Problem: From the data below, copy exactly the lines that lie between the one holding "sample | <point>82,10</point>" and the one holding "sample | <point>38,24</point>", including both, and nothing more.

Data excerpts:
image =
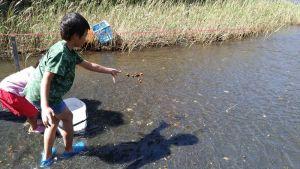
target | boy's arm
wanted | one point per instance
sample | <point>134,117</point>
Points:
<point>98,68</point>
<point>47,112</point>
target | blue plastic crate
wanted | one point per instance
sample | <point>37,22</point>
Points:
<point>103,32</point>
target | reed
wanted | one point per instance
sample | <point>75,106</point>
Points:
<point>154,22</point>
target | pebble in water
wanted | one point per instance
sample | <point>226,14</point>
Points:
<point>136,75</point>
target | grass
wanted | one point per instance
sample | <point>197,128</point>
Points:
<point>154,22</point>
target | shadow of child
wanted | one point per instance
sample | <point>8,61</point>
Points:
<point>151,148</point>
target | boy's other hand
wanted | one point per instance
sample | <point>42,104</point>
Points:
<point>114,72</point>
<point>47,116</point>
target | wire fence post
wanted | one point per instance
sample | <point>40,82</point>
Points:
<point>15,52</point>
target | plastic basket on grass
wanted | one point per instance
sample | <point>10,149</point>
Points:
<point>103,32</point>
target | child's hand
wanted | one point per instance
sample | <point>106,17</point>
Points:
<point>48,116</point>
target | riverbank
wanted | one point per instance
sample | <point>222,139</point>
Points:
<point>152,23</point>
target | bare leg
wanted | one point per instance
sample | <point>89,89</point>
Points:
<point>49,138</point>
<point>32,122</point>
<point>67,130</point>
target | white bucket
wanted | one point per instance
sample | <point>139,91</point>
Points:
<point>78,108</point>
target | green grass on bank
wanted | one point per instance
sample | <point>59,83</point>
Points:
<point>154,22</point>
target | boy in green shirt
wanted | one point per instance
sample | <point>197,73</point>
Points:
<point>54,77</point>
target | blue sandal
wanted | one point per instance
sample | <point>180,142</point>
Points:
<point>48,162</point>
<point>77,148</point>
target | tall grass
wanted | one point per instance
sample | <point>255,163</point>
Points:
<point>157,22</point>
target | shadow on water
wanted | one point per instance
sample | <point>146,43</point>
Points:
<point>98,120</point>
<point>150,148</point>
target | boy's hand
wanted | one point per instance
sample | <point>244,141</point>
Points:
<point>47,116</point>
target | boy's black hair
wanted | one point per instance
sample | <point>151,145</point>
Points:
<point>73,23</point>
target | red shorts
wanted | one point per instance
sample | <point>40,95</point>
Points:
<point>18,105</point>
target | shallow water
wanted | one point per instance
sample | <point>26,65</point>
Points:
<point>234,105</point>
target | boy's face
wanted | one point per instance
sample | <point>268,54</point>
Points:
<point>79,41</point>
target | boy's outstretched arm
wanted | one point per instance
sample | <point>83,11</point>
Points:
<point>98,68</point>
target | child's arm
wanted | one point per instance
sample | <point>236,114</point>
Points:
<point>98,68</point>
<point>47,112</point>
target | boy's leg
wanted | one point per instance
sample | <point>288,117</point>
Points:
<point>67,129</point>
<point>49,137</point>
<point>32,122</point>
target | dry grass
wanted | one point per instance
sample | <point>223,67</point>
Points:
<point>157,23</point>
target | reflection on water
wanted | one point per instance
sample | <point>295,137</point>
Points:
<point>234,105</point>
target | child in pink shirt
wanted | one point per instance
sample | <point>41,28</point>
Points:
<point>13,99</point>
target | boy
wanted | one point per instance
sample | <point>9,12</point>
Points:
<point>54,77</point>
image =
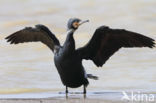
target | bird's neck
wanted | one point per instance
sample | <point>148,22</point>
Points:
<point>70,42</point>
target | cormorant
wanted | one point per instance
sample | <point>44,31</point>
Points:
<point>68,60</point>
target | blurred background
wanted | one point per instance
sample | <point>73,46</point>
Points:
<point>29,68</point>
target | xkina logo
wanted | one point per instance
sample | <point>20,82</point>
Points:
<point>138,96</point>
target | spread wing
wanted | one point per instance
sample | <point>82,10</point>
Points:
<point>105,42</point>
<point>38,33</point>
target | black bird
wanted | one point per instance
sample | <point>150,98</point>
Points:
<point>68,60</point>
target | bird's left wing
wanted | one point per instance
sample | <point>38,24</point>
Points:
<point>105,42</point>
<point>39,33</point>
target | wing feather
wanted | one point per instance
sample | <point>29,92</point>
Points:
<point>38,33</point>
<point>105,42</point>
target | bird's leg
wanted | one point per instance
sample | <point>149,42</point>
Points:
<point>66,92</point>
<point>84,91</point>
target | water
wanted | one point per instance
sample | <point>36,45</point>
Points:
<point>29,68</point>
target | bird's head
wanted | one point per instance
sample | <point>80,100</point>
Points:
<point>74,23</point>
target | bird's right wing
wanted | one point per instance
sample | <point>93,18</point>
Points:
<point>38,33</point>
<point>106,41</point>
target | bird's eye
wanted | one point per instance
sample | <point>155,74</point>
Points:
<point>75,24</point>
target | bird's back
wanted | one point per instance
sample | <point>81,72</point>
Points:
<point>70,69</point>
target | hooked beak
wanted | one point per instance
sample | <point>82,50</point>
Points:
<point>82,22</point>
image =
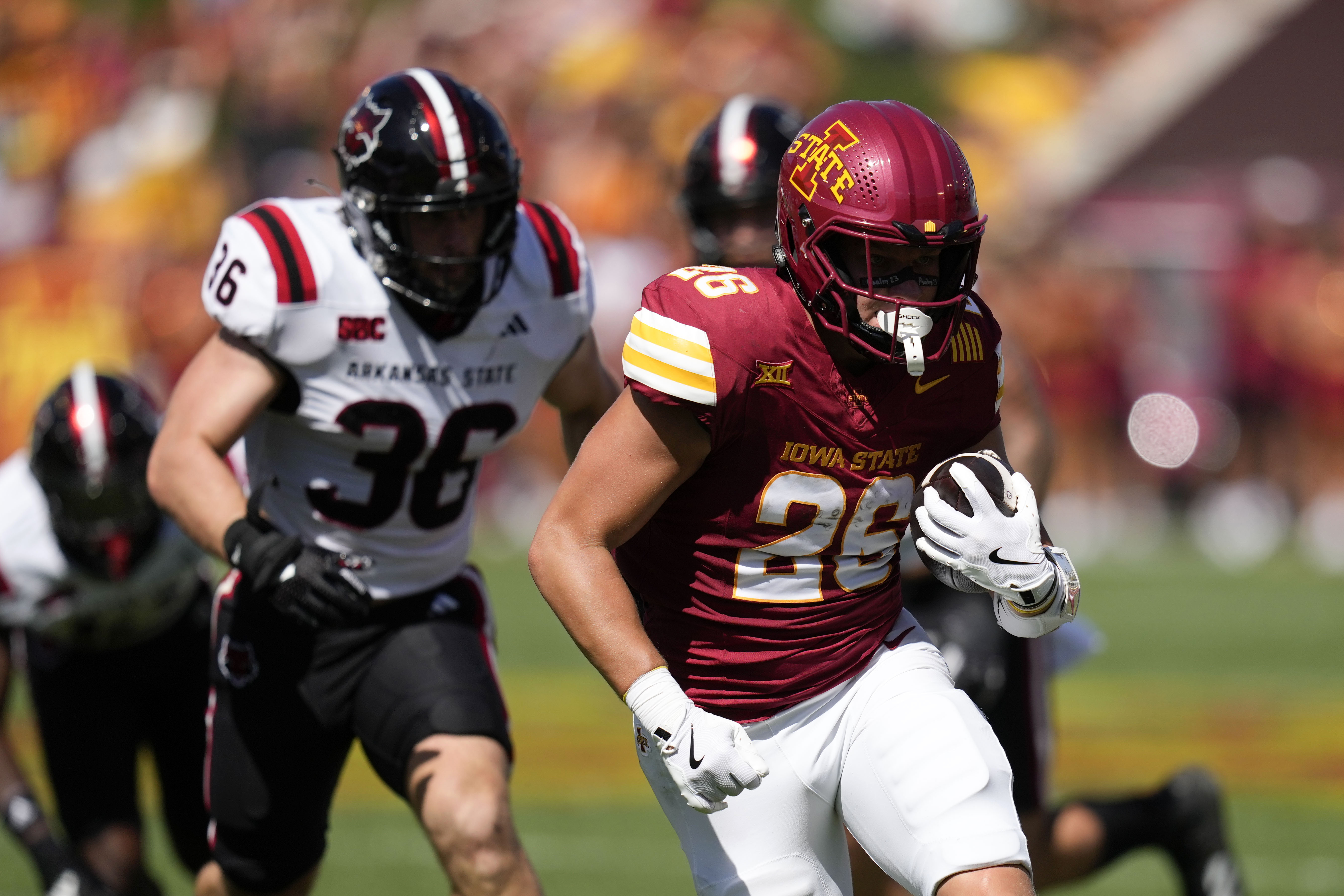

Task result:
sample | <point>82,10</point>
Points:
<point>105,42</point>
<point>38,33</point>
target | black bird
wanted | one point per instance
sample | <point>150,98</point>
Points:
<point>68,60</point>
target | bird's left wing
wanted | one point per instance
sample | <point>38,24</point>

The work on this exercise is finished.